WHAT THE EXERCISE ASKS: Leave out the pictures and repeat everything else in the records exactly.

RECORDS FOR PROCESSING:
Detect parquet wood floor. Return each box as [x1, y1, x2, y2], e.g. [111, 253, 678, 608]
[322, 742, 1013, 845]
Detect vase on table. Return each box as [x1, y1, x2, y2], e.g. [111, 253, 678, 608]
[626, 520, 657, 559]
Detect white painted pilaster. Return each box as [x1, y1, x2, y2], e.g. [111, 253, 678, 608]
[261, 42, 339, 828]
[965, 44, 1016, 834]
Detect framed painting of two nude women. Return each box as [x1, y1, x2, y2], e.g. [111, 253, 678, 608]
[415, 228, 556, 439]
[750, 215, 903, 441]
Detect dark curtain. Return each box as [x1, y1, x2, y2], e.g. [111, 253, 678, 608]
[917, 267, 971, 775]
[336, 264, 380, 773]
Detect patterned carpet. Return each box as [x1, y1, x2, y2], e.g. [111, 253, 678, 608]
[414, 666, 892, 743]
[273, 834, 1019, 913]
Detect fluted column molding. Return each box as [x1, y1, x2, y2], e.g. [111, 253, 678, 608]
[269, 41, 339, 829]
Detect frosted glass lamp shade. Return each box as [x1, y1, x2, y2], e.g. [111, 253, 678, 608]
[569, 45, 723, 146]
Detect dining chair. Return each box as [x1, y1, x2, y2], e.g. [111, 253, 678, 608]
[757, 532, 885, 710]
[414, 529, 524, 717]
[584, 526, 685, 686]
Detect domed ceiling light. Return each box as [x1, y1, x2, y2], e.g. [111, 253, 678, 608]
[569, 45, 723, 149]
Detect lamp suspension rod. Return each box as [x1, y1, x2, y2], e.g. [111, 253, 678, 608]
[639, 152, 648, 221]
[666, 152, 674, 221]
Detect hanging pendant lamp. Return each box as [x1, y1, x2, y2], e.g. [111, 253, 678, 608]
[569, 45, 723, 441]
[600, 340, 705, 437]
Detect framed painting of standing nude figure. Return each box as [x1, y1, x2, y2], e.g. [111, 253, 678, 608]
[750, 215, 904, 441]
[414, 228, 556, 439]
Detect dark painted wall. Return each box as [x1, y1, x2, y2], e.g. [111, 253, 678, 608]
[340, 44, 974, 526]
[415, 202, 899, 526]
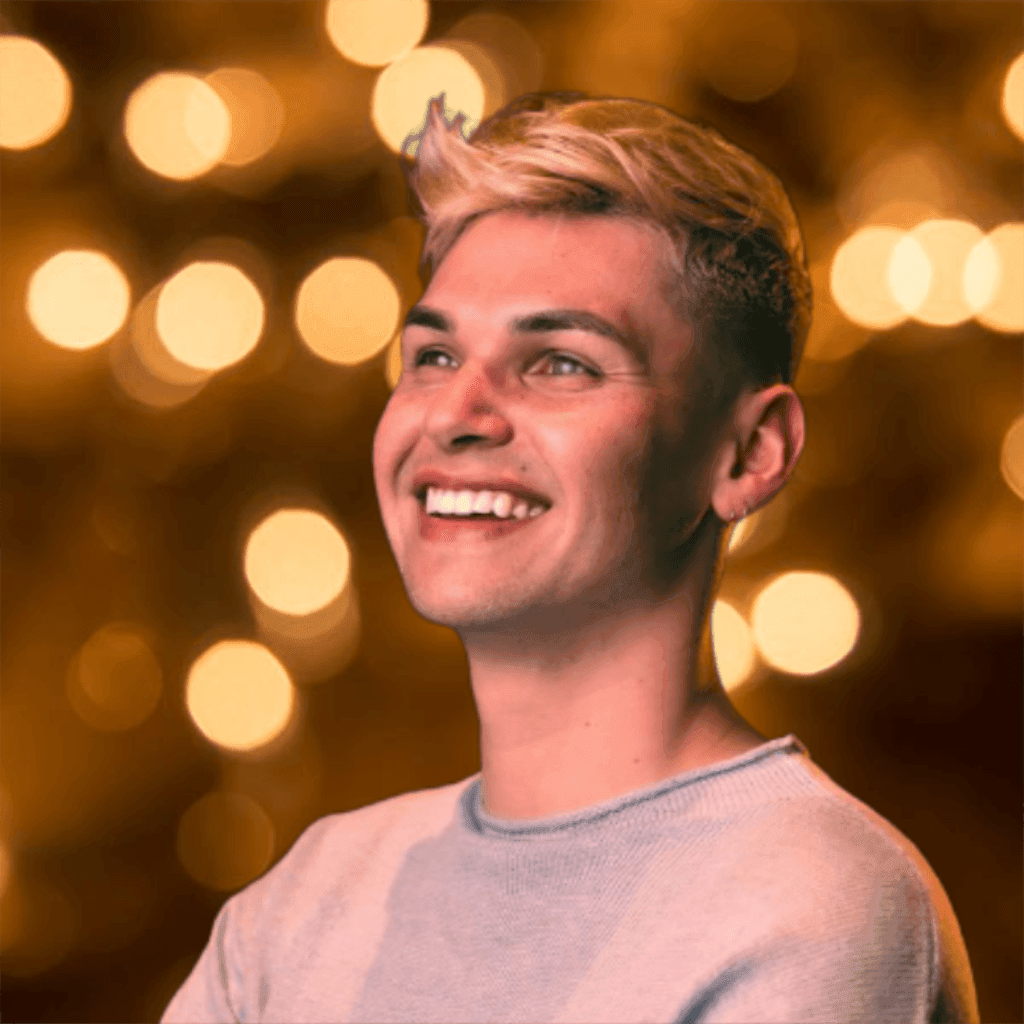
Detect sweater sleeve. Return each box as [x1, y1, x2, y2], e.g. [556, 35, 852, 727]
[160, 899, 251, 1024]
[677, 860, 980, 1024]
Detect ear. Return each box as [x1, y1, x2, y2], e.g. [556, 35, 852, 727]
[711, 384, 804, 522]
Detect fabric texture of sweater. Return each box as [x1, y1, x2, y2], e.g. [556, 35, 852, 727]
[162, 733, 979, 1024]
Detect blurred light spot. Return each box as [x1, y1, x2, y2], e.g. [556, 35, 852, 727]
[245, 509, 351, 615]
[889, 234, 932, 313]
[711, 600, 757, 690]
[0, 843, 13, 896]
[439, 10, 542, 116]
[185, 640, 295, 751]
[26, 249, 131, 350]
[890, 219, 984, 327]
[1002, 53, 1024, 139]
[384, 331, 401, 390]
[295, 256, 400, 366]
[176, 793, 274, 892]
[326, 0, 430, 68]
[0, 878, 79, 978]
[0, 36, 72, 150]
[157, 262, 264, 370]
[999, 416, 1024, 499]
[751, 572, 860, 676]
[371, 46, 484, 156]
[828, 225, 907, 331]
[699, 4, 798, 103]
[67, 623, 163, 732]
[205, 68, 285, 167]
[964, 221, 1024, 333]
[124, 72, 231, 180]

RESPONSE BELOW:
Detect parquet wood floor. Return each box as [x1, y1, x2, y2], e.g. [111, 253, 678, 608]
[322, 742, 1013, 845]
Detect vase on table. Return each box as [x1, y1, x2, y2], e.g. [111, 253, 678, 608]
[626, 520, 657, 559]
Detect white painted pilaster. Return each box as [x1, y1, x2, y2], e.g. [111, 253, 678, 608]
[261, 42, 339, 828]
[965, 44, 1016, 834]
Detect framed painting of two nude women. Return each box as [x1, y1, x2, y2], e.g. [111, 253, 678, 608]
[415, 228, 556, 439]
[750, 215, 903, 441]
Detect dark curtain. Return each box as [x1, y1, x2, y2], e.g. [111, 253, 678, 608]
[917, 267, 971, 775]
[336, 264, 380, 773]
Detect patterned carpet. Return each box as [x1, y1, x2, y2], e.g. [111, 253, 678, 608]
[414, 666, 892, 743]
[273, 834, 1019, 913]
Detect fluted column molding. Return each box as [x1, y1, x2, y2], e.g. [111, 253, 678, 608]
[269, 41, 339, 829]
Detect frosted glass lamp shade. Return each box as [x1, y1, x2, y2], e.g. [111, 253, 678, 608]
[569, 45, 723, 146]
Detect dining chair. Return each box as [x1, y1, x2, y2], e.g. [111, 253, 678, 608]
[757, 532, 885, 710]
[414, 529, 524, 717]
[584, 526, 685, 686]
Detect domed ceiling light. Return each box as [x1, y1, x2, y2], e.g. [111, 253, 678, 608]
[569, 45, 723, 149]
Detect lamp suspension rod. Return each box as [x1, y1, x2, y2], e.g. [111, 253, 678, 608]
[639, 152, 648, 221]
[666, 152, 674, 221]
Detect hanging pendant lamp. Return each box as [x1, y1, x2, y2], e.g. [111, 253, 678, 608]
[569, 45, 723, 441]
[600, 340, 705, 437]
Detect framed painting of standing nude figure. Return each box as [x1, y1, x2, y2], e.g. [111, 253, 678, 608]
[750, 215, 904, 441]
[414, 228, 556, 439]
Detect dark painted wall. Return each box as [x1, y1, x2, y2], e.g. [111, 253, 678, 608]
[340, 44, 974, 526]
[415, 202, 899, 526]
Detect sweater sleeve. Return each box as [x1, y1, x2, y2], e.g. [556, 35, 852, 727]
[160, 899, 251, 1024]
[677, 860, 980, 1024]
Detect ear. Return each box as [x1, y1, x2, y2], e.g. [556, 35, 852, 727]
[711, 384, 804, 522]
Detect fabric texture of sweater. Return each box as [x1, y1, x2, y2], e.g. [556, 35, 852, 727]
[162, 733, 979, 1024]
Detect blurred light spot. Return each box as [x1, y1, x2, y2], e.g. [556, 35, 852, 727]
[245, 509, 351, 615]
[889, 234, 932, 313]
[711, 600, 757, 690]
[0, 843, 13, 896]
[439, 10, 542, 116]
[185, 640, 295, 751]
[26, 249, 131, 350]
[890, 219, 984, 327]
[1002, 53, 1024, 139]
[384, 331, 401, 390]
[295, 256, 400, 366]
[176, 793, 274, 892]
[326, 0, 430, 68]
[0, 878, 79, 978]
[0, 36, 72, 150]
[157, 262, 264, 370]
[999, 416, 1024, 499]
[751, 572, 860, 676]
[371, 46, 484, 156]
[828, 225, 907, 331]
[699, 4, 798, 103]
[67, 623, 163, 732]
[205, 68, 285, 167]
[964, 221, 1024, 333]
[124, 72, 231, 180]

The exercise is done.